(58)【調査した分野】(Int.Cl.,DB名)
軸方向に沿って延びる刷版装着溝及び該刷版装着溝に設けられたレジスターピンを有する版胴に対して、該レジスターピンに嵌合可能な切欠き部が形成された咥え側端部及び咥え尻側端部を有する刷版を装着させる刷版自動装着装置であって、
前記版胴の周面に対して進退可能に構成された可動ベース部材と、
該版胴の軸方向と平行な回転軸を中心として該版胴の周方向に沿って回転可能に構成された複数の押さえコロ部材と、
前記レジスターピンと整合する位置に設けられ、前記刷版の前記咥え尻側端部近傍を前記版胴の前記刷版装着溝に向けて押圧可能に構成された押し込み突起部と
を備え、
前記複数の押さえコロ部材及び前記押し込み突起部は、前記可動ベース部材に設けられ、該可動ベース部材と共に前記版胴の周面に対して進退可能に構成されており、
前記複数の押さえコロ部材は、互いに等しい径を有し、それぞれ、前記版胴の周面に向けて前進した前進位置において該版胴の周面に前記刷版を押さえ付け可能に構成されており、
前記版胴に対する前記刷版の装着時において、前記刷版装着溝のエッジ部に前記刷版の前記咥え側端部が係止された状態で順方向に回転する前記版胴に対して、前記複数の押さえコロ部材によって該刷版を押し付け、かつ、該刷版装着溝に到達した該刷版の前記咥え尻側端部を前記押し込み突起部によって該刷版装着溝に押し込むことで、前記レジスターピンに該咥え尻側端部に形成された前記切欠き部を嵌合させるよう構成されている
ことを特徴とする刷版自動装着装置。
【発明を実施するための形態】
【0015】
以下、本発明を実施するための好適な実施形態について、図面を用いて説明する。なお、以下の実施形態は、各請求項に係る発明を限定するものではなく、また、実施形態の中で説明されている特徴の組み合わせの全てが発明の解決手段に必須であるとは限らない。
【0016】
[第1実施形態]
まず、本発明の第1実施形態に係るオフセット輪転印刷機の構成について、
図1〜
図10を用いて説明する。第1実施形態に係るオフセット輪転印刷機は、連続紙(被印刷体)をロール状に巻いたロール紙をセットする連続紙供給ユニット(図示せず)と、連続紙供給ユニットから供給される連続紙の両面にオフセット印刷を施す複数の印刷ユニット2a,2bと、オフセット印刷後の連続紙を断裁して個々の枚葉状シートを形成すると共に、一枚の枚葉状シート又は複数の枚葉状シートからなる枚葉状シート群を折り畳んで折丁を形成する折機(図示せず)と、折機により形成された折丁を更に二つ折りする等の所定の処理を行い集積する後処理機構(図示せず)と、各構成の各種制御を実行する一又は複数の制御部(図示せず)とを備えている。なお、第1実施形態に係るオフセット輪転印刷機において、連続紙供給ユニット、折機、後処理機構及び制御部は、種々の公知のものを任意に用いることができるため、その説明を省略する。
-.-.-
* 必要な作業:
• 1. 刷版自動装着装置に関する文章では、複数の押さえコロ部材の径はどのように述べられているか。
• 2. 刷版自動装着装置に関する文章を、最後の文の続きから書け。

ポインティングデータの抜粋:
-.-.-
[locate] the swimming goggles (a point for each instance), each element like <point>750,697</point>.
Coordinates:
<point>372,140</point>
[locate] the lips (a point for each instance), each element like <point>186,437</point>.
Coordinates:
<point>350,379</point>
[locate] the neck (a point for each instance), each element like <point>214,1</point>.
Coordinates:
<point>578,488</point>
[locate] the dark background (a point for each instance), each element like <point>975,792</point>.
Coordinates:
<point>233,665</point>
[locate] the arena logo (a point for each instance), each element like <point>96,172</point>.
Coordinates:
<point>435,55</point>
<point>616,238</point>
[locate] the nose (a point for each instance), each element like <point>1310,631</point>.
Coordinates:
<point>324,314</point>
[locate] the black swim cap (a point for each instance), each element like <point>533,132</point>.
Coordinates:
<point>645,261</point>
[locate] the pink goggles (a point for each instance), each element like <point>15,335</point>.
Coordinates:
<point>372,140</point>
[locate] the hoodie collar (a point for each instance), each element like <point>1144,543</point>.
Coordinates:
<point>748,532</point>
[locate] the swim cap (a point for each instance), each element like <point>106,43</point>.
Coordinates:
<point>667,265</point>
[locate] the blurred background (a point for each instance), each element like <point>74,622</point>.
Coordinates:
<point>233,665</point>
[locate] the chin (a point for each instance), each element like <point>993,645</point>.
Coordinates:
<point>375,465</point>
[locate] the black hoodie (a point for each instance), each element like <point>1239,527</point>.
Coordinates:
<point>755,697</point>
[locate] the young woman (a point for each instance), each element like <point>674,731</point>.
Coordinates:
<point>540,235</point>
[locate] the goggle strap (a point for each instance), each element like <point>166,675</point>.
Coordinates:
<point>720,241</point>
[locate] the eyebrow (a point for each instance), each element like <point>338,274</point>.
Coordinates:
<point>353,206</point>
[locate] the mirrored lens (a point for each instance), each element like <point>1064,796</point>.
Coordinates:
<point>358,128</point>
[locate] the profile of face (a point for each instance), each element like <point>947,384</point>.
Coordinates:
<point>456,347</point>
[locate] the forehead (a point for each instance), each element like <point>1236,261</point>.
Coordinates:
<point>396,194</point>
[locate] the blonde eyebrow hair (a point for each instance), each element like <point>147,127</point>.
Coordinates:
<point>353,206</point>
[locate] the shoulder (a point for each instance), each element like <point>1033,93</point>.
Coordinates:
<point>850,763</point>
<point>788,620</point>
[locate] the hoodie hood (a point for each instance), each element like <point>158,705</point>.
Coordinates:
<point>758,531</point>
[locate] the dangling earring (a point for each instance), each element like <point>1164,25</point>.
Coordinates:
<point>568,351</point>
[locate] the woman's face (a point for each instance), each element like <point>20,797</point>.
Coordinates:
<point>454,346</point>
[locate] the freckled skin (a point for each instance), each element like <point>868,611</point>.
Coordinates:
-.-.-
* 課題別の結果:
• 1. 互いに等しい径を有する。

• 2.
【0017】
上段印刷ユニット2a及び下段印刷ユニット2bは、それぞれ、
図1に示すように、多数のインキ供給ローラーを有する一対のインキ供給装置4と、刷版(図示せず)が装着される一対の版胴6と、印刷用ブランケット(図示せず)が装着される一対のブランケット胴8と、操作側の版胴6に近接して配置された刷版自動装着装置10とを備えている。各印刷ユニット2a,2bは、従来の印刷ユニットと同様に、インキ供給装置4から供給されたインキが版胴6の刷版を介してブランケット胴8の印刷用ブランケットに供給され、印刷用ブランケットが走行する連続紙(被印刷体)と所定の圧力で接触することにより、連続紙に刷版の内容(文字や画像等)が転写されるよう構成されている。なお、第1実施形態に係るオフセット輪転印刷機において、インキ供給装置4及びブランケット胴8は、種々の公知のものを任意に用いることができるため、その説明を省略する。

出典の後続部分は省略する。